**SUPPLIED PASSAGE:**
StarkVeil is a purely native cypherpunk iOS wallet that enforces total financial privacy on Starknet. Unlike standard web3 wallets, StarkVeil removes the need for Trusted Execution Environments (TEEs) and external wallet apps. It brings Zero-Knowledge STARK proof synthesis directly onto A-series silicon via a Rust SDK, gives users a fully self-contained shielded account (no ArgentX needed), and uses an original Shielded Note commitment scheme for private transfers.

**LISTED ENTRIES:**

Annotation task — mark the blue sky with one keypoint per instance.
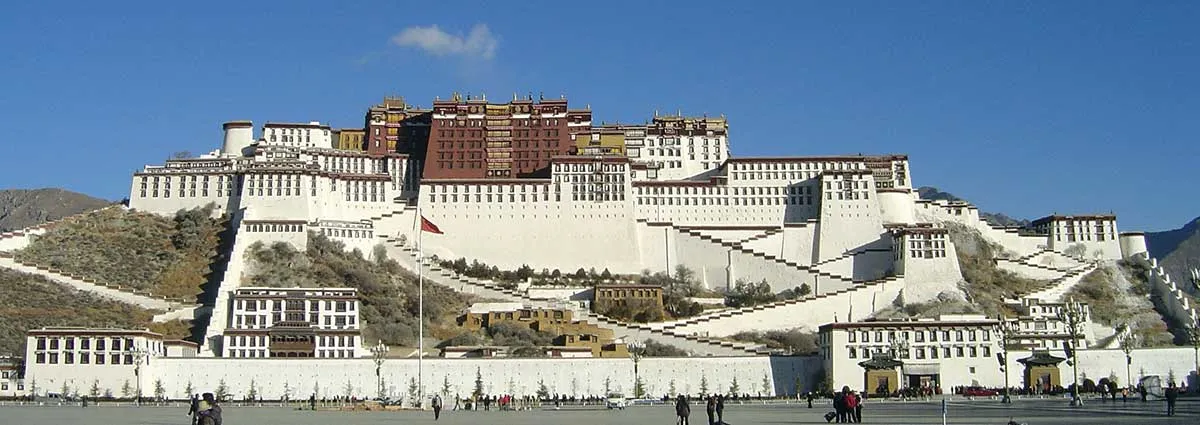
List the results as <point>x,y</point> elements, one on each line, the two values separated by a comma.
<point>1026,108</point>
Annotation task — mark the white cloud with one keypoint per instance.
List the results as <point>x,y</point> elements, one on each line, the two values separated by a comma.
<point>478,43</point>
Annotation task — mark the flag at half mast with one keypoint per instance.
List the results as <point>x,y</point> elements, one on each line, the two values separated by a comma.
<point>429,226</point>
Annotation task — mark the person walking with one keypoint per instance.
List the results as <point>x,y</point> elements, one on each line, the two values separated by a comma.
<point>858,408</point>
<point>193,408</point>
<point>211,413</point>
<point>682,409</point>
<point>711,409</point>
<point>720,408</point>
<point>1173,393</point>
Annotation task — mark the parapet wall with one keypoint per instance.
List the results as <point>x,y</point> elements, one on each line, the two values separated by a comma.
<point>357,377</point>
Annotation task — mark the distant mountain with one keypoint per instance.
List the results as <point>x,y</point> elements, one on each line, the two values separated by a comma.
<point>23,208</point>
<point>1177,250</point>
<point>934,193</point>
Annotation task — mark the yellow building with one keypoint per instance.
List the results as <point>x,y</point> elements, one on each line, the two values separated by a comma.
<point>349,139</point>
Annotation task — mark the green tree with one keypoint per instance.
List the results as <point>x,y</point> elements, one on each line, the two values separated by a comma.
<point>252,394</point>
<point>94,391</point>
<point>160,393</point>
<point>543,391</point>
<point>126,389</point>
<point>479,385</point>
<point>222,390</point>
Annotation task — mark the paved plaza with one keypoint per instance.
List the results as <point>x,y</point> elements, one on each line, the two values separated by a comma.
<point>975,412</point>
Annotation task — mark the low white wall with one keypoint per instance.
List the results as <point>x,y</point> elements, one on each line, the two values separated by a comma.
<point>333,377</point>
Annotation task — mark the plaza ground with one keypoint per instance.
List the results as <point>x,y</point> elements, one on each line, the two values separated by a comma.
<point>1033,412</point>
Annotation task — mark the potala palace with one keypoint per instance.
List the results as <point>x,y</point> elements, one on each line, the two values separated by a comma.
<point>537,183</point>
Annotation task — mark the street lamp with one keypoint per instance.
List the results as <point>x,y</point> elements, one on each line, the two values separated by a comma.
<point>1194,335</point>
<point>1006,330</point>
<point>636,349</point>
<point>378,353</point>
<point>139,357</point>
<point>1073,316</point>
<point>1128,342</point>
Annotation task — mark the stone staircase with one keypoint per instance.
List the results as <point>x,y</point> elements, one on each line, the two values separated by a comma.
<point>768,257</point>
<point>111,291</point>
<point>1054,289</point>
<point>636,331</point>
<point>735,312</point>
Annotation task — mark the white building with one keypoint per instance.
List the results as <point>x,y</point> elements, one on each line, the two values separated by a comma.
<point>952,351</point>
<point>72,359</point>
<point>294,323</point>
<point>1041,328</point>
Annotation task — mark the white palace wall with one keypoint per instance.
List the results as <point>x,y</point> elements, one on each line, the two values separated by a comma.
<point>333,377</point>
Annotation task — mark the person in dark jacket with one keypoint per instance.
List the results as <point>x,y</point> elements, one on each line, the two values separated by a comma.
<point>711,408</point>
<point>193,408</point>
<point>1173,393</point>
<point>211,414</point>
<point>682,409</point>
<point>858,408</point>
<point>720,408</point>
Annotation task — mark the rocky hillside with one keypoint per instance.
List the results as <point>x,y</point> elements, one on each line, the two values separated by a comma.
<point>165,256</point>
<point>29,301</point>
<point>934,193</point>
<point>23,208</point>
<point>1179,250</point>
<point>388,292</point>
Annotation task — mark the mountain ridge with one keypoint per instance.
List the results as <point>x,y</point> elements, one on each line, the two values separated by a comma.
<point>21,208</point>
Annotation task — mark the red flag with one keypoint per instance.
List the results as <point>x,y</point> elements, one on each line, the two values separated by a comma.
<point>429,226</point>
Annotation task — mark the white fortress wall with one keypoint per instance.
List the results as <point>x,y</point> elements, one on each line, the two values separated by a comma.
<point>799,243</point>
<point>328,378</point>
<point>859,304</point>
<point>850,214</point>
<point>1029,271</point>
<point>529,223</point>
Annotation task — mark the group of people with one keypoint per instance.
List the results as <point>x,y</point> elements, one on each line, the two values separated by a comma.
<point>204,409</point>
<point>847,407</point>
<point>714,406</point>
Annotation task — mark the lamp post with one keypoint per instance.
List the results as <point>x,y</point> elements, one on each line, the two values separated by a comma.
<point>636,349</point>
<point>139,357</point>
<point>378,353</point>
<point>1073,316</point>
<point>1194,335</point>
<point>1005,331</point>
<point>899,348</point>
<point>1128,342</point>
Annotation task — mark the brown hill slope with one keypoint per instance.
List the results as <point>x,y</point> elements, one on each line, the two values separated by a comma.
<point>23,208</point>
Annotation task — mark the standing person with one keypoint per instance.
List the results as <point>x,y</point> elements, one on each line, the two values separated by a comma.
<point>210,414</point>
<point>858,408</point>
<point>711,409</point>
<point>682,409</point>
<point>193,408</point>
<point>720,408</point>
<point>1173,393</point>
<point>850,405</point>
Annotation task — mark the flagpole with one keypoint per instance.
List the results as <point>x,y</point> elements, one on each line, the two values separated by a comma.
<point>420,307</point>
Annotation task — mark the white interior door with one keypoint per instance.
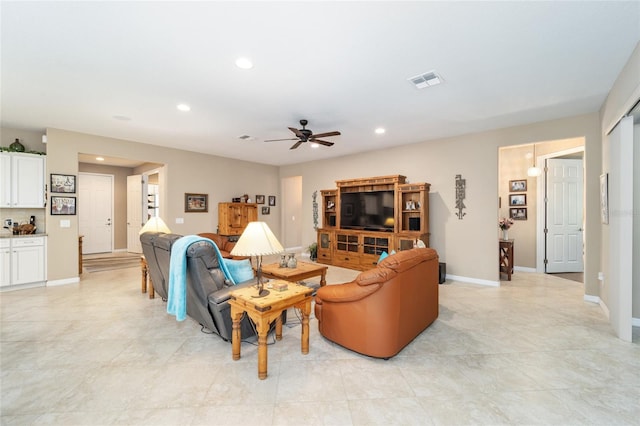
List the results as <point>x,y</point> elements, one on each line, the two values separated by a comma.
<point>565,245</point>
<point>95,212</point>
<point>618,274</point>
<point>136,214</point>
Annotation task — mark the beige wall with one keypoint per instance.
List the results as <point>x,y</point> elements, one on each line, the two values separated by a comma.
<point>622,97</point>
<point>184,171</point>
<point>468,246</point>
<point>119,198</point>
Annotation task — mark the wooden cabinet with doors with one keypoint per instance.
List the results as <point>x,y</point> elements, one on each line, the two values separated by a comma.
<point>401,222</point>
<point>234,217</point>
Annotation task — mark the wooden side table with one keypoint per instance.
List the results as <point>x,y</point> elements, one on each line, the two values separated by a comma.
<point>146,283</point>
<point>263,311</point>
<point>302,271</point>
<point>506,257</point>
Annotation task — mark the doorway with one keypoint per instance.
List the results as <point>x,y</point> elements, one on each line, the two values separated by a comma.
<point>563,200</point>
<point>95,212</point>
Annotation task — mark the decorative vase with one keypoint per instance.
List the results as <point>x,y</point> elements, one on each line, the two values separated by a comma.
<point>292,263</point>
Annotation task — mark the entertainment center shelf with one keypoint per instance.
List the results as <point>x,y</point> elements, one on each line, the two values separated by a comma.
<point>364,217</point>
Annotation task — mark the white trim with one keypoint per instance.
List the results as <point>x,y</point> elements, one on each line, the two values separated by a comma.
<point>524,269</point>
<point>63,282</point>
<point>473,280</point>
<point>592,299</point>
<point>604,308</point>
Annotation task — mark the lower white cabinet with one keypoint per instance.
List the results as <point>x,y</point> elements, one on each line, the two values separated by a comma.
<point>22,260</point>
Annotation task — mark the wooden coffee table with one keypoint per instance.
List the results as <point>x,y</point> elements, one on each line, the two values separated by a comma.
<point>302,271</point>
<point>263,311</point>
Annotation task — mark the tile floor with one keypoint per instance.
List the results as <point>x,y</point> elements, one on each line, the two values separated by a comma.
<point>102,353</point>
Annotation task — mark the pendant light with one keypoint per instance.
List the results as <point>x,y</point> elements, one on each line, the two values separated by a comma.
<point>534,171</point>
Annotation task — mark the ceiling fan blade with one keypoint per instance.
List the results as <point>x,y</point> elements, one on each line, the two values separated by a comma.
<point>324,135</point>
<point>325,143</point>
<point>297,132</point>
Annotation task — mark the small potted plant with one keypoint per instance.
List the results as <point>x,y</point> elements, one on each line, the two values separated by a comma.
<point>504,224</point>
<point>313,251</point>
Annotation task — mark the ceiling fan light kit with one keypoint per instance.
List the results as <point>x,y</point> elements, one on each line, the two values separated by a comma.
<point>306,135</point>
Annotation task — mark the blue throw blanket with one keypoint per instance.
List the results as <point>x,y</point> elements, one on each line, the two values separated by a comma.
<point>177,297</point>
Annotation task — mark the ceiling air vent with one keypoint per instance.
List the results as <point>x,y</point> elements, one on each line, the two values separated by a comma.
<point>427,79</point>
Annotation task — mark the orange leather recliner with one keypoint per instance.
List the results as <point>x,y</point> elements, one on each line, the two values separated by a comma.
<point>383,309</point>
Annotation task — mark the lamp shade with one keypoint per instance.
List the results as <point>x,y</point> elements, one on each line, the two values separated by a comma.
<point>257,240</point>
<point>155,224</point>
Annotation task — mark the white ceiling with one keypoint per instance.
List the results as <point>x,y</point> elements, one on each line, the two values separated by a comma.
<point>344,66</point>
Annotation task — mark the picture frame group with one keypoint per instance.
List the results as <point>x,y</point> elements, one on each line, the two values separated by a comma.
<point>63,184</point>
<point>63,206</point>
<point>196,203</point>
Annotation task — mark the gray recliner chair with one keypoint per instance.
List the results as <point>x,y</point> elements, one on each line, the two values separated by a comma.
<point>208,292</point>
<point>162,247</point>
<point>157,280</point>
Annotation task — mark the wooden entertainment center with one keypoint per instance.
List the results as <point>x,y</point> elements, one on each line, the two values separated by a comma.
<point>360,246</point>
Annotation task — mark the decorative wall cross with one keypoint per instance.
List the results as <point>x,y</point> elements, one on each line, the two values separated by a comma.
<point>315,210</point>
<point>460,195</point>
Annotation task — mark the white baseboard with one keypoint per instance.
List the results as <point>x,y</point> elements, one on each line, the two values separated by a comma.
<point>592,299</point>
<point>605,309</point>
<point>63,282</point>
<point>473,280</point>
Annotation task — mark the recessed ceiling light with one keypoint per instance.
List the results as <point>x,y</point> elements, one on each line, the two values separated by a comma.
<point>244,63</point>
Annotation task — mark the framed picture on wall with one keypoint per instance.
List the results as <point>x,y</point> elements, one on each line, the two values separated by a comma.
<point>519,213</point>
<point>63,184</point>
<point>517,199</point>
<point>196,203</point>
<point>63,206</point>
<point>519,185</point>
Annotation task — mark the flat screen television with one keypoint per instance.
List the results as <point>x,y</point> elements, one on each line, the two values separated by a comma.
<point>370,211</point>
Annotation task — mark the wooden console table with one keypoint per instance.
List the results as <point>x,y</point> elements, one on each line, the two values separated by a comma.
<point>263,311</point>
<point>506,257</point>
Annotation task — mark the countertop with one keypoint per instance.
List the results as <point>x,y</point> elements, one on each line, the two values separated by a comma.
<point>7,234</point>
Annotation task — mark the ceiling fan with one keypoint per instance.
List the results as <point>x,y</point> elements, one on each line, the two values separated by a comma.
<point>306,135</point>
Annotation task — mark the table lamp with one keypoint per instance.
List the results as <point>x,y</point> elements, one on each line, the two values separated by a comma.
<point>257,240</point>
<point>155,224</point>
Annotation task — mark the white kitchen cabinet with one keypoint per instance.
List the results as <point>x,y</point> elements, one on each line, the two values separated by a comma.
<point>22,180</point>
<point>5,262</point>
<point>23,260</point>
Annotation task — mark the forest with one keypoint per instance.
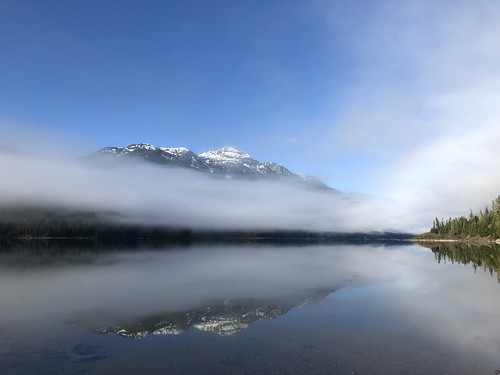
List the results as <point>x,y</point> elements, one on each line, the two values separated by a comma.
<point>484,224</point>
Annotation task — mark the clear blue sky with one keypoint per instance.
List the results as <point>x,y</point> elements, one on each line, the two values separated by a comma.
<point>339,89</point>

**SET TASKS:**
[1] In the StarkVeil description, rewrite the part from "StarkVeil is a" up to and including "for private transfers.", substituting "VeilPay" for "StarkVeil".
[2] Do the following statements agree with the StarkVeil description? Answer yes or no for each, quoting the words of the description that decide it.
(a) StarkVeil depends on Trusted Execution Environments.
(b) StarkVeil performs STARK proof synthesis on A-series silicon through a Rust SDK.
(c) Users of StarkVeil must also install ArgentX.

**ANSWERS TO THE PROBLEMS:**
[1]
VeilPay is a purely native cypherpunk iOS wallet that enforces total financial privacy on Starknet. Unlike standard web3 wallets, VeilPay removes the need for Trusted Execution Environments (TEEs) and external wallet apps. It brings Zero-Knowledge STARK proof synthesis directly onto A-series silicon via a Rust SDK, gives users a fully self-contained shielded account (no ArgentX needed), and uses an original Shielded Note commitment scheme for private transfers.

[2]
(a) No: "removes the need for Trusted Execution Environments (TEEs)"
(b) Yes: "brings Zero-Knowledge STARK proof synthesis directly onto A-series silicon via a Rust SDK"
(c) No: "no ArgentX needed"